» Stated problem:
Reproduce the passage of the education testimony below, starting with "It is certainly" and going on through "at this point.".

It is certainly a great pleasure to welcome here one of the most able college administrators in America who has the responsibility and duty of the direction of multiple campuses in this great system.

Proceed, Dr. Ransom, in your own words. Your prepared statement will be inserted in the record at this point.

(The prepared statement of Dr. Ransom follows :)

PREPARED STATEMENT OF DR. HARRY RANSOM, CHANCELLOR OF THE UNIVERSITY OF TEXAS SYSTEM, AUSTIN, TEX.

Mr. Chairman and members of the committee: It is good to welcome you to The University of Texas. The concern for education which members of the execu tive and legislative branches of government, both federal and state, have shown in recent years, would be heartening even if it were not essential to the future of this country. It is history now that in the sixties academic prospects in the United States, once an occasional issue, became fundamental to national and state planning.

Each year American education in every sector reaches new crossroads. Indeed, education at every level grows obsolescent by the year and not by the decade. Surely the defense force, the labor force, as well as the invisible forces of technological, economic, and social change demand in 1968 new potentials of the mind. Hence your deliberations are doubly encouraging.

No sane educator would put formal institutional improvement in programs and facilities ahead of the defense of this country. No teacher or administrator would give his own preoccupations higher priority than aid to Americans who suffer immediate illness, hunger, deprivation of full citizenship, or the debilitating handicaps of rotting environments.

In education, however, the problem is much greater than preservation of past accomplishment or current momentum. We must bring in a new population of learners. We must provide new experiment, new educational economies, new programs, new means of assisting the learning process. Otherwise we will confront, as a national crisis, the illness of ignorance. In the end, we will be left to defend lost opportunity and dismal losses in the quality of American citizenship. Later testimony today will address specific aspects of these problems. The “overview” which you have asked me to suggest can be vastly widened by mere reference to the evidence already provided the President and the Congress from sources such as the American Council on Education and its constituent members. My observations, therefore, are somewhat personal; but they are not based upon the prospects of one institution or the needs of one state.

First, American education beyond the baccalaureate degree was once either a remote intellectual enterprise or a rarefied program of discovery. Today it is an absolute essential to our economy, our social well-being, and our maintenance of national leadership. Graduate facilities and measured assistance to those who participate in graduate programs are desperately needed. The need is as clear in the developing graduate school as it is in well-established centers of research.

Second, there is no possible means of meeting this demand unless we initiate further programs of cooperation among institutions. By cooperation I do not mean the empty educational piety which sometimes emerges from mutual interests. I mean truly joint programs, shared facilities, and exchange of both ideas and personnel.

Third, so-called "disprivileged" students have too often been considered either liabilities or moral obligations. They can be real assets. Whether their handicap is environmental, physical, social, or psychological, they deserve (and the United States deserves) opportunities for them to realize their full potential. Many of them need assistance of dollars; all of them need the encouragement of new academic understanding.

» Data listing:
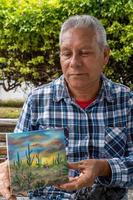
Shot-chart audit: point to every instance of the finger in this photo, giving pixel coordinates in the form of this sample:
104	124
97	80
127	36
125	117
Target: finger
76	165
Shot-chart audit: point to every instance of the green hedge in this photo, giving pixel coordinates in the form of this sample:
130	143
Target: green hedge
29	32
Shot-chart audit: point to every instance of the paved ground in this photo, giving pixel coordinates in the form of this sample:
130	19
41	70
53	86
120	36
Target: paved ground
130	196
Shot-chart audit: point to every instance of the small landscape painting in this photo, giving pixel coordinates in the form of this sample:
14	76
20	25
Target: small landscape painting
36	158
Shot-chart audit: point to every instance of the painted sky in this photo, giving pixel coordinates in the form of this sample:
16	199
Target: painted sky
44	142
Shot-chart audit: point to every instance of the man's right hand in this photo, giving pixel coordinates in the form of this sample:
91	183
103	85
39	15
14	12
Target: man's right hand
5	181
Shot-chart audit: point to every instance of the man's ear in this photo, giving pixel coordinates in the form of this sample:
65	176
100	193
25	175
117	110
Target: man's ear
106	55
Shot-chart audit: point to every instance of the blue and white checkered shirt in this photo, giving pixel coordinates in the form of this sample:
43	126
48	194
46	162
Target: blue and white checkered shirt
102	130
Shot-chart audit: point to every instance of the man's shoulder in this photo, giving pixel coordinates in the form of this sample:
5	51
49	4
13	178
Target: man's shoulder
117	90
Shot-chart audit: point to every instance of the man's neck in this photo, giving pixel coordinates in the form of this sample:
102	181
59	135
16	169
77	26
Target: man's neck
85	94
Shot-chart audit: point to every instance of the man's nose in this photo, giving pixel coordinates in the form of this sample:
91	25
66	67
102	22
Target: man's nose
75	61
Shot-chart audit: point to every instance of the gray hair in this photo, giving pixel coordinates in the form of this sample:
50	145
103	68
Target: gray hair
86	21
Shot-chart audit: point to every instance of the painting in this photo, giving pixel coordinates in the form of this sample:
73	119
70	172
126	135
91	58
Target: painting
36	158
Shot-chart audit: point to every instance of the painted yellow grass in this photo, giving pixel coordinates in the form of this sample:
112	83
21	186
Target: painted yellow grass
9	112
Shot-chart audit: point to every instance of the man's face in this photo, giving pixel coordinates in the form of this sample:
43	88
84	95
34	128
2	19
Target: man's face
81	58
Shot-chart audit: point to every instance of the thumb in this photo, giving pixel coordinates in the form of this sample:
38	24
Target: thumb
74	165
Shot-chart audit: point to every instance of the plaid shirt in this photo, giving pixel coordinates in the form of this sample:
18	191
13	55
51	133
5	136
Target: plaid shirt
102	130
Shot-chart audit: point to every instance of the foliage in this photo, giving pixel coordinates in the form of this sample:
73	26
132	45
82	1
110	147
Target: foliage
29	31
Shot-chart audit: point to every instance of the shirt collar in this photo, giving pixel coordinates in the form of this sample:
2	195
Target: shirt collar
60	90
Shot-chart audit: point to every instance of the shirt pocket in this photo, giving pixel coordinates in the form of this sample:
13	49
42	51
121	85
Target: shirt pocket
115	141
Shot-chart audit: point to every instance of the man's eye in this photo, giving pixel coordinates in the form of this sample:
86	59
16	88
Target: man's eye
85	53
66	54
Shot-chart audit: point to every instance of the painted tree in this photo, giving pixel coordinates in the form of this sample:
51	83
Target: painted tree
29	32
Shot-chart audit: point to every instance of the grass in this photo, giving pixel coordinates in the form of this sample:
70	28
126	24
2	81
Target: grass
9	112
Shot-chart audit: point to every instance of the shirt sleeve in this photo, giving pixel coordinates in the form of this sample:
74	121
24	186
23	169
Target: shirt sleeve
122	168
24	121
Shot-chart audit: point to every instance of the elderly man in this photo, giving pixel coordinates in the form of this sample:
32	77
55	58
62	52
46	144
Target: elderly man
96	111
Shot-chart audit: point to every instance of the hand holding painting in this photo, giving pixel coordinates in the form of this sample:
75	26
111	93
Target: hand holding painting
4	181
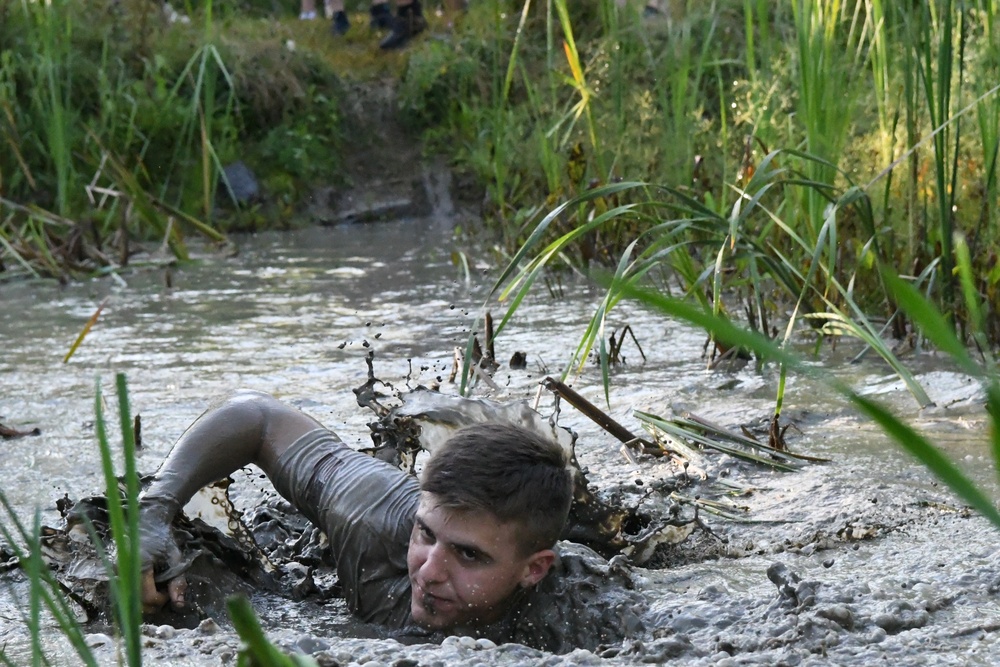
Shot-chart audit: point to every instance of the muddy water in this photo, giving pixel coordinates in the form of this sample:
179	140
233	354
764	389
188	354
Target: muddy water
860	560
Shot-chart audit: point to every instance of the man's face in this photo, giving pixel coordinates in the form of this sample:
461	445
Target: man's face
465	565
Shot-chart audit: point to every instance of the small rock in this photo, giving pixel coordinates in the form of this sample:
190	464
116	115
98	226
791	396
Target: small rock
164	632
98	639
208	627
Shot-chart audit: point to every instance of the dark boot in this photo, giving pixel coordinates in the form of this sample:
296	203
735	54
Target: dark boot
381	17
408	22
340	24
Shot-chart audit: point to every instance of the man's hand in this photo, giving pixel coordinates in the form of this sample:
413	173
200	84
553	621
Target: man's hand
158	550
153	599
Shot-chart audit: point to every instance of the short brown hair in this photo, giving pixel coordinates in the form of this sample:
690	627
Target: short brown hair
512	473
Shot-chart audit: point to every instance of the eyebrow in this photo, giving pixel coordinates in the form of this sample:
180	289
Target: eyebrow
455	546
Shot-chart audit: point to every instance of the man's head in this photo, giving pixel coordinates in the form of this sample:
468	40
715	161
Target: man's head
495	498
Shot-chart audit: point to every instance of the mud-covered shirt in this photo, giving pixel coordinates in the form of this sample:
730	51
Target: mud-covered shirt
366	508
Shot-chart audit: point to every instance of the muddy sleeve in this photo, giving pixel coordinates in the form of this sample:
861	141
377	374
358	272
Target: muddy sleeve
366	508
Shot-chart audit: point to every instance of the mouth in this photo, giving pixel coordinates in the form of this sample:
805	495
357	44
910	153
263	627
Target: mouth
429	602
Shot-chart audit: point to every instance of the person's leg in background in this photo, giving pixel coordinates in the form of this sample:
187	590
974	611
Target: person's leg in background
381	17
409	21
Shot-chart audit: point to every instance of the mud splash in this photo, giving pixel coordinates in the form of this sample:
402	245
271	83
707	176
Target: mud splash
857	561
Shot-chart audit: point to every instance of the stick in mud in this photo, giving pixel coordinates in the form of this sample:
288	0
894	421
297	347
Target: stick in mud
600	417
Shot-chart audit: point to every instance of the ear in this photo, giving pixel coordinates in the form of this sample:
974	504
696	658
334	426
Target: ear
537	567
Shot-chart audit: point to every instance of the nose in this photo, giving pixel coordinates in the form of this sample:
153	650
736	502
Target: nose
435	568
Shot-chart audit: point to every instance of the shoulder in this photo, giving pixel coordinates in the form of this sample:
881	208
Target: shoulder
584	602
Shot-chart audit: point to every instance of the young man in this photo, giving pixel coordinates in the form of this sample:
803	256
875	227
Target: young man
461	552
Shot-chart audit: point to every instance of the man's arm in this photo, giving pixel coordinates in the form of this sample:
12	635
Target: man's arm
248	427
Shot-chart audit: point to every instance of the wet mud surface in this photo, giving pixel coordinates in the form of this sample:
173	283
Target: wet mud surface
862	560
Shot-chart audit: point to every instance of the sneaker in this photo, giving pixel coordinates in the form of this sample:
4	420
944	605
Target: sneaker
381	17
403	29
340	24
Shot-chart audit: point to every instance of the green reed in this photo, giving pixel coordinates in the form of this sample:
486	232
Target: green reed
124	570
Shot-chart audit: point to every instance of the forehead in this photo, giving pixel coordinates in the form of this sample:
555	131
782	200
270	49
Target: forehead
479	528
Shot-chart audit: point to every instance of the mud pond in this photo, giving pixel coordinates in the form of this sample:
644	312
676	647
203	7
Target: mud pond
863	560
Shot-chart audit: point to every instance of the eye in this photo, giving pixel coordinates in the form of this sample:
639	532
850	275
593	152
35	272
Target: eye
467	554
424	532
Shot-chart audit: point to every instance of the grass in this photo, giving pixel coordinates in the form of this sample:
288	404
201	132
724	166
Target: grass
47	604
819	233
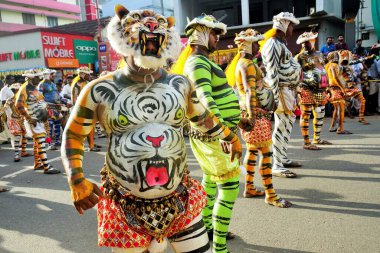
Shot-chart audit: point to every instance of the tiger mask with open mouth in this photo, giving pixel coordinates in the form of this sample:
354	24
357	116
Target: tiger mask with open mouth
148	37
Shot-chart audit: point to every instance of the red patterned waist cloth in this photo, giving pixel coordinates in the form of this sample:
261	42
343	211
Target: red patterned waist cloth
125	221
261	134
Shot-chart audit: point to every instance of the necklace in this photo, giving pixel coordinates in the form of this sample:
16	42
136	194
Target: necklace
146	76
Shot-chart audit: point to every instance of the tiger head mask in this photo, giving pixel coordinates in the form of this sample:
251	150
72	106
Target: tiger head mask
148	37
245	39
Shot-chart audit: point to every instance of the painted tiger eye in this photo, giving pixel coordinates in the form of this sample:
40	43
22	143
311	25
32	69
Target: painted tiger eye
122	120
136	16
179	113
161	21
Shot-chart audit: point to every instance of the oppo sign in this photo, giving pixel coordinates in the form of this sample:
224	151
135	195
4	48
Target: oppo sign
86	48
86	51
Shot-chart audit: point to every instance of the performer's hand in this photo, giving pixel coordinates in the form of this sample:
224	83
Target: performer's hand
246	124
225	146
32	122
90	201
236	150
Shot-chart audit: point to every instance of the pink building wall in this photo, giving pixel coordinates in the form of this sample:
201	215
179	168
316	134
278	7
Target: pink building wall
49	4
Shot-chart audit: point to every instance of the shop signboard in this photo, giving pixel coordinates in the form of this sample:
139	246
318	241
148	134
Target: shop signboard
19	52
86	51
108	59
62	63
60	46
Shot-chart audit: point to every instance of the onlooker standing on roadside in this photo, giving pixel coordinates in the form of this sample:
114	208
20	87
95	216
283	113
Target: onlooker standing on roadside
359	49
328	47
5	94
341	45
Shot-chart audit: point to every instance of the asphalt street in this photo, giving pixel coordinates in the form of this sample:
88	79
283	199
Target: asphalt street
336	201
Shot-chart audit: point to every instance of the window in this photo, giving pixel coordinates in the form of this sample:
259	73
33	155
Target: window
52	21
28	19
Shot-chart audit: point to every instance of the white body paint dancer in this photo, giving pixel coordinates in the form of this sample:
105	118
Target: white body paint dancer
283	74
148	199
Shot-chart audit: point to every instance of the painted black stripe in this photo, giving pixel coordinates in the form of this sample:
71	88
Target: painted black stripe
202	249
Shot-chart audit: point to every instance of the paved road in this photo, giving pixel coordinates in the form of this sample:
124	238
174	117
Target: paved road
336	202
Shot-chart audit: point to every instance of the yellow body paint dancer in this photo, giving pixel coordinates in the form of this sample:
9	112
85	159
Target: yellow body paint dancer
312	90
147	199
248	78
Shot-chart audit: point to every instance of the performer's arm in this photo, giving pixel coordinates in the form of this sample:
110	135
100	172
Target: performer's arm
210	124
79	126
21	104
74	93
248	74
271	54
201	77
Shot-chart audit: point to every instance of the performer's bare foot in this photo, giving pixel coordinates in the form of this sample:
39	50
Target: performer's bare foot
253	192
284	174
3	189
322	142
343	132
311	147
292	164
279	202
363	121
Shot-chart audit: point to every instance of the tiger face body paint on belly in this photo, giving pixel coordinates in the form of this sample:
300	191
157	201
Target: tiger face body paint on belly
147	151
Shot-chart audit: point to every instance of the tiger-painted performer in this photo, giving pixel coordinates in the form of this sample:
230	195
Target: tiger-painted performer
31	105
282	76
79	82
313	90
337	91
248	78
220	174
351	88
50	92
16	125
148	194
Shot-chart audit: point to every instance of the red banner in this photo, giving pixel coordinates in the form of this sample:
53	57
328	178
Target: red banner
57	45
108	58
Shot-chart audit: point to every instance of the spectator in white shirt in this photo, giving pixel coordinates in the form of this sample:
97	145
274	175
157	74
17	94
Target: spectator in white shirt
6	93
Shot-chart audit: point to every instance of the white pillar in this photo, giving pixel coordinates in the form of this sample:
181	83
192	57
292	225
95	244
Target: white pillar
245	12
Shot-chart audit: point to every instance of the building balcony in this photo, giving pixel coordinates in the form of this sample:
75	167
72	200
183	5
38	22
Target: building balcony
39	11
8	28
46	4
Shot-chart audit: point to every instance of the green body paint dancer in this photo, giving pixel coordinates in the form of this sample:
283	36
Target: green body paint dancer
220	174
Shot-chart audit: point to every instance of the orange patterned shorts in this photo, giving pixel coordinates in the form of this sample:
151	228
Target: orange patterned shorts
320	97
261	134
307	97
352	92
114	231
336	95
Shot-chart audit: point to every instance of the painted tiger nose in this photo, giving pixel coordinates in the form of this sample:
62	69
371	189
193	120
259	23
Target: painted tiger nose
152	25
156	141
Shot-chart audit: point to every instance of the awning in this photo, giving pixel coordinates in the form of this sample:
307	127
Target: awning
18	72
376	16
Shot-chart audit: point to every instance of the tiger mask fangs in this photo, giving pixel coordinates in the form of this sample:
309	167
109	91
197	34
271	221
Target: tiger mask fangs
148	37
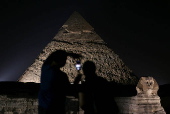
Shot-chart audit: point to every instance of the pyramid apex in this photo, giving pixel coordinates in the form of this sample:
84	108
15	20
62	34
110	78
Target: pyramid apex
76	23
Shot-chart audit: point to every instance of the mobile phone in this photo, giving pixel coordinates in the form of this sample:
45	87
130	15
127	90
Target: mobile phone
78	65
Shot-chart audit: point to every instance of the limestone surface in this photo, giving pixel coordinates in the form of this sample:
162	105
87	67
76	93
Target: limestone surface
77	36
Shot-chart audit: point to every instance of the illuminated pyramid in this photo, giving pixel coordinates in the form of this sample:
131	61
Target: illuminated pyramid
77	36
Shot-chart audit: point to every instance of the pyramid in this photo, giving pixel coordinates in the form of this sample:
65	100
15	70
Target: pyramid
78	36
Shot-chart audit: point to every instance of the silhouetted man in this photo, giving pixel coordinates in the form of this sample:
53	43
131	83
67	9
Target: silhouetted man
91	93
54	84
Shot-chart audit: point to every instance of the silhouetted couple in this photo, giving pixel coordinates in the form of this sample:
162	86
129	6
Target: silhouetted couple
54	85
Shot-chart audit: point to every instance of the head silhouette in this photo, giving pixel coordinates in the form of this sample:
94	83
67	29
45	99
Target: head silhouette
58	58
89	69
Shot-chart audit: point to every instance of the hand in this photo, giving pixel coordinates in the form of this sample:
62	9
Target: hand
78	78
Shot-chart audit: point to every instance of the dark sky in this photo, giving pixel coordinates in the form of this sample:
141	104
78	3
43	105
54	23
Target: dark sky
138	31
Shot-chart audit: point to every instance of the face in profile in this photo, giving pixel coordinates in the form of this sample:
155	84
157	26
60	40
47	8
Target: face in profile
89	68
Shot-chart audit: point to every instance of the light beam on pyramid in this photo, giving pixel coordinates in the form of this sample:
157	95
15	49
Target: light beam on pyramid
77	36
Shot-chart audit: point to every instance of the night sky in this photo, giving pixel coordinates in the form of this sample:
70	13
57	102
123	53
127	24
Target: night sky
137	31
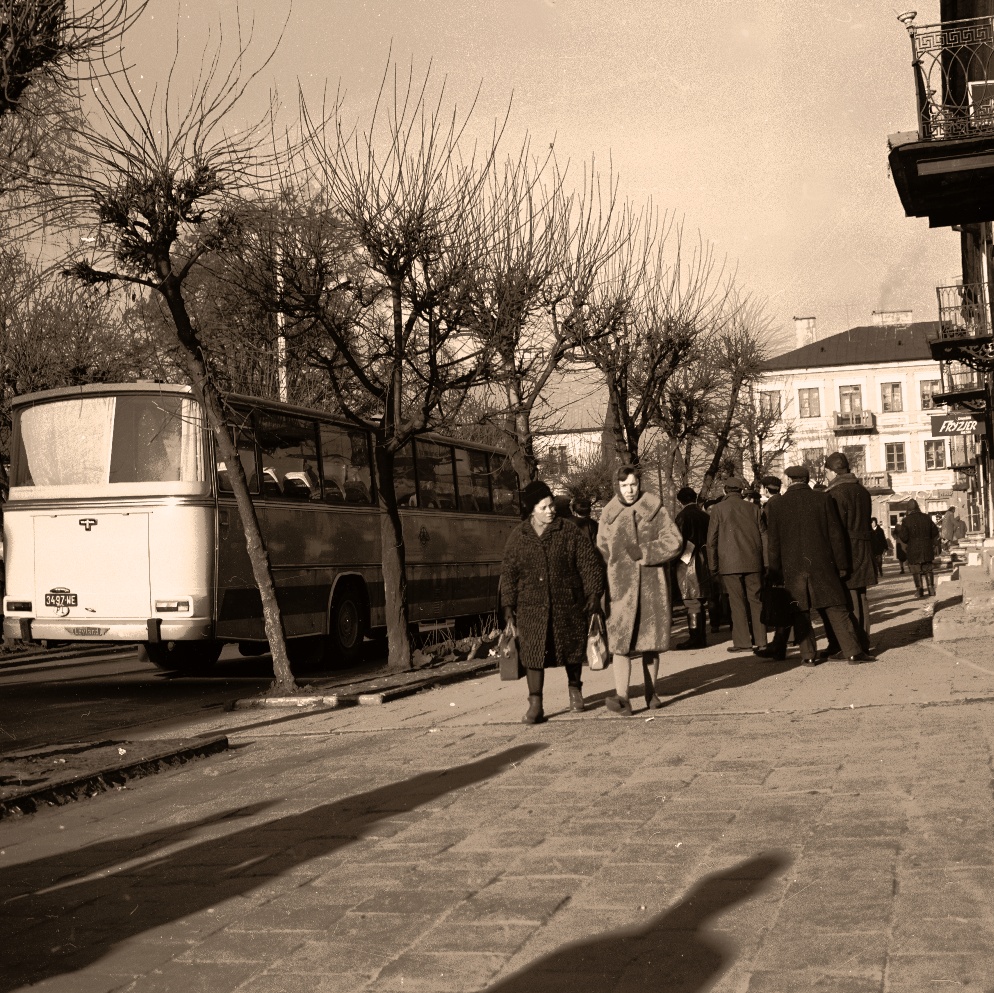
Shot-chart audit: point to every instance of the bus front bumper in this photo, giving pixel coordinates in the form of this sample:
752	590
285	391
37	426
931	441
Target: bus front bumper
106	629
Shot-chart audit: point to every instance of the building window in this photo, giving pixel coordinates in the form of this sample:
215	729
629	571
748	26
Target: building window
556	460
809	402
935	454
929	388
891	398
851	399
896	462
856	455
769	403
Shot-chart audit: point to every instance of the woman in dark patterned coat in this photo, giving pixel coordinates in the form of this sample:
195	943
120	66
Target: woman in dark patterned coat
550	586
637	537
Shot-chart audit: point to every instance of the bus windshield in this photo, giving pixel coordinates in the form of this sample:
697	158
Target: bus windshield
96	440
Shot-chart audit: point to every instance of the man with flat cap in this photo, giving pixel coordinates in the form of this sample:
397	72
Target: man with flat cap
809	550
855	506
735	552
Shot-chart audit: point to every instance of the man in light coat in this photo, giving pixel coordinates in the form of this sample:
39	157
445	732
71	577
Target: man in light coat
735	552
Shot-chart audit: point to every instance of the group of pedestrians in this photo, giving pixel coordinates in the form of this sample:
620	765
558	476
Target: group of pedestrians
816	548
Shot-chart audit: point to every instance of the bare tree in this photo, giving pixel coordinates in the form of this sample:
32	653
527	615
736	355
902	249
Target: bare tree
739	350
644	320
387	308
163	193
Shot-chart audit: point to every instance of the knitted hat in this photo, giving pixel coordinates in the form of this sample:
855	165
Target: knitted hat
532	495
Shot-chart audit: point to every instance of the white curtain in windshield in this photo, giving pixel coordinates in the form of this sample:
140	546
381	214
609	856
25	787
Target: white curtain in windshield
66	443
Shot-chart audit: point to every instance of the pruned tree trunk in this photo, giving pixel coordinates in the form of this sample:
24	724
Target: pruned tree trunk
207	394
393	562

» Written response:
It is certainly a great pleasure to welcome here one of the most able college administrators in America who has the responsibility and duty of the direction of multiple campuses in this great system.

Proceed, Dr. Ransom, in your own words. Your prepared statement will be inserted in the record at this point.